> _Written task 1_
Answer these questions from the passage on the youthful readership of Reveries of a Bachelor:
(a) Which four writers did Howells name as ones he admired along with Ik Marvel?
(b) Besides Reveries of a Bachelor, what book by Ik Marvel did Howells mention?
(c) What did religious counselors encourage youths to do?
> _Written task 2_
Write the next paragraph of the passage on the youthful readership of Reveries of a Bachelor, picking up after its final sentence.

According to critics and, indeed, Mitchell himself, Reveries held particular appeal for the young. William Dean Howells, fondly reminiscing about his own boyhood reading, remembered that along with Irving, Shakespeare, Goldsmith, and Cervantes he admired “the gentle and kindly Ik Marvel, whose Reveries of a Bachelor and whose Dream Life the young people of that day were reading with a tender rapture” (64). Howells’s response demonstrates the extent to which readers identified the book with its benevolent narrator as well as its power to stimulate soft, emotional dreams. By labeling the audience as young, Mitchell, Howells, and other authors called upon the antebellum understanding of youth as a stage in which the mind is undisciplined, romantic, and extremely sensitive to sensations, “a time of high spirits, but also volatile and thoughtless”—a time, in other words, well-suited for reverie (Kett, Rites 103). Whereas religious counselors encouraged youths to wrestle this impulsive, passionate spirit under control, Ik Marvel preached the secular gospel that reverie led one closer to ideal truth and allowed one to play with identity without sacrificing autonomy.

> _Recorded information_
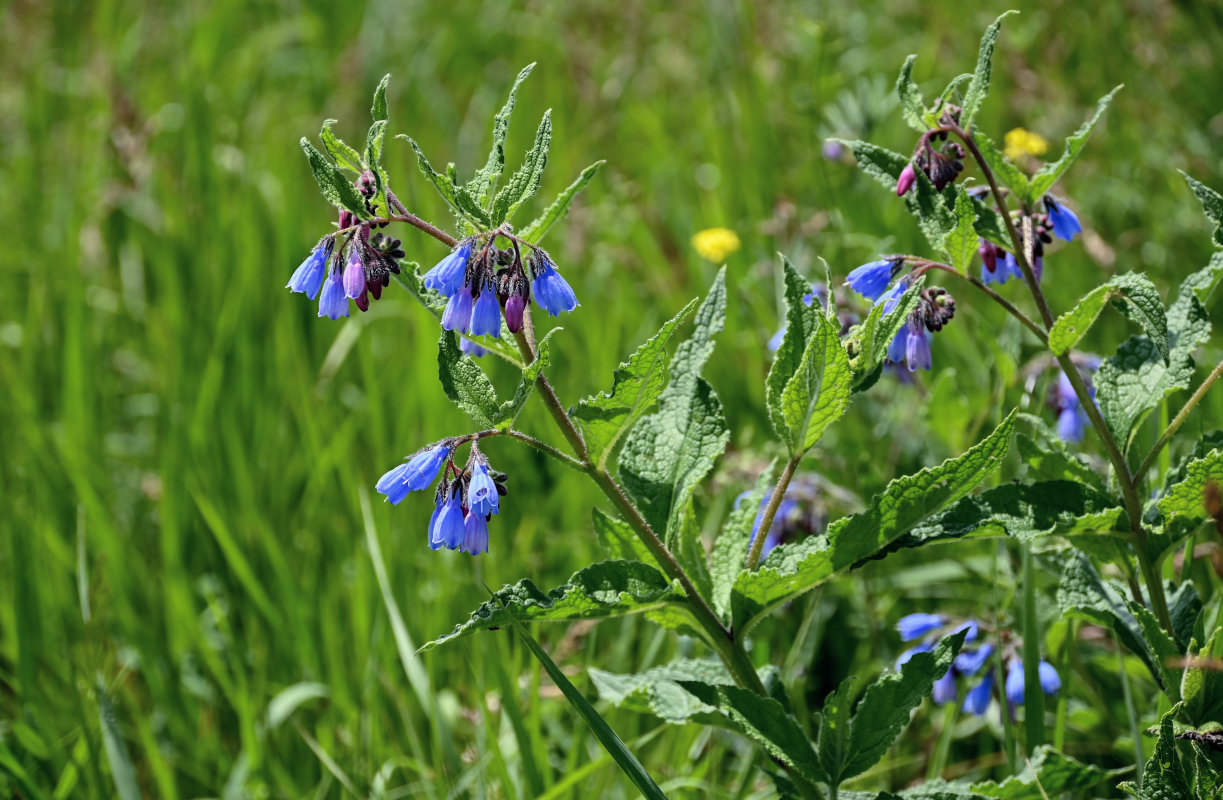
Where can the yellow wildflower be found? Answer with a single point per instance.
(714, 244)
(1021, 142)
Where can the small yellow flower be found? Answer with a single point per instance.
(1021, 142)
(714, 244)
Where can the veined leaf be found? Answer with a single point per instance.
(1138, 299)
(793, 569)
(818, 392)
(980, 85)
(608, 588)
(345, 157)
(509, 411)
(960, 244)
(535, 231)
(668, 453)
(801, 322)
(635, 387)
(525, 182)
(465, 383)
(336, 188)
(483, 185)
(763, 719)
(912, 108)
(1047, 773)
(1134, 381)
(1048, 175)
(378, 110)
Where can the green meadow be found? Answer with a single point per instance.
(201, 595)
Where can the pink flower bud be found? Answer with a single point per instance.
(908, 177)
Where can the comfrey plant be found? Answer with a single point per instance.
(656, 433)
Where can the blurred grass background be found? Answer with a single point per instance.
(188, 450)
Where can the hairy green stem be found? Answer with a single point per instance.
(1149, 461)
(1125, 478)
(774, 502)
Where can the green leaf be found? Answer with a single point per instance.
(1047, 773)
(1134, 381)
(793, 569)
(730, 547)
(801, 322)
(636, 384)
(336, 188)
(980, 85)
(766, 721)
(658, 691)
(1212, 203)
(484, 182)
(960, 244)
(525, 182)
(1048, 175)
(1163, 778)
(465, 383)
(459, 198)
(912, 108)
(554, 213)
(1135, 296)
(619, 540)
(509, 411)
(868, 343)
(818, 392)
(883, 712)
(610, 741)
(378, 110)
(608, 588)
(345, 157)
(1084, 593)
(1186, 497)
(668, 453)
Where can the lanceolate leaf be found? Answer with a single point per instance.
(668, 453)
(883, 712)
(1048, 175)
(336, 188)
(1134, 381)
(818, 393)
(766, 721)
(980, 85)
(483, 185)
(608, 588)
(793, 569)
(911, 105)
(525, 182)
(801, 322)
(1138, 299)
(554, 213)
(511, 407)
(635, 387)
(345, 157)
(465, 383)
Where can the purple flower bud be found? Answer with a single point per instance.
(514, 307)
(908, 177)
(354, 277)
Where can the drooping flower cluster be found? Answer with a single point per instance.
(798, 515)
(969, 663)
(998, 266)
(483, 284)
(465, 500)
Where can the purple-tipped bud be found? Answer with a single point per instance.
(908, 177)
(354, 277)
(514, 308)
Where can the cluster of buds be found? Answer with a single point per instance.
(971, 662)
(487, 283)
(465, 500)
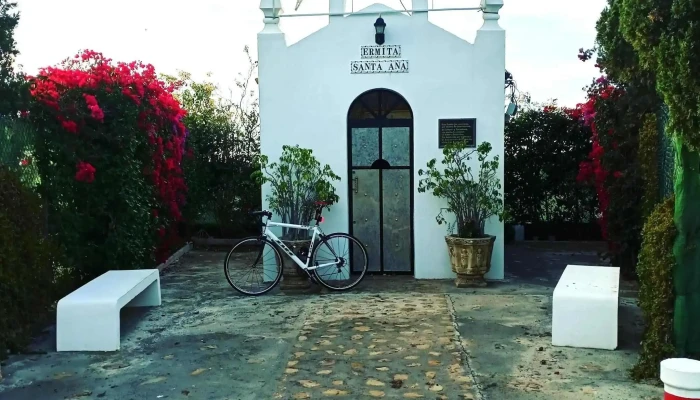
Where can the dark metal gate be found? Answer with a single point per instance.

> _Written reply 1_
(a) Irving, Shakespeare, Goldsmith, and Cervantes.
(b) Dream Life.
(c) Wrestle their impulsive, passionate spirit under control.

> _Written reply 2_
Along with youth, gender was a significant category for describing Reveries’s readers. Critics recommended the book to men in particular. As an anonymous reviewer for the Literary World noted, “Reader, bachelor or Benedict, you will be all the better for possessing this daintily arranged book of Ik Marvel’s Reveries” (“Review”). Even though the reviewer identifies the audience as being predominantly either married or unmarried men, he uses a term of refinement, even femininity, to describe the reveries, as if such “daintily arranged” musings will add a necessary touch of ornate delicacy to a man’s life. The book’s appeal, however, was not limited to men. Writing in the early twentieth century, Waldo Dunn characterized Mitchell’s most fervent readers as being women who sought to win over the author: “Languishing Adas, and Claras, and Carries, and Jennies, and Dorothys, and Mary ‘darlings,’ showered him with valentines. Other and more ardent maidens wrote to inquire whether the author really was a bachelor; and, with the assurance that their hearts alone could understand and comfort that of Ik Marvel, coyly offered themselves in marriage” (230). Dunn’s exaggerated rhetoric reveals his own biases, but male and female readers did present themselves differently in their fan letters, with women more often apologizing for the intrusion or marveling at their daring in writing to him. Yet women as well as men took on aspects of the bachelor’s pose, joining him in fireside fantasies. Still, some wondered if a bachelor’s reveries could really be a woman’s, whether he could really know a woman’s heart, and whether women would have the freedom to enjoy Ik’s rapturous leisure.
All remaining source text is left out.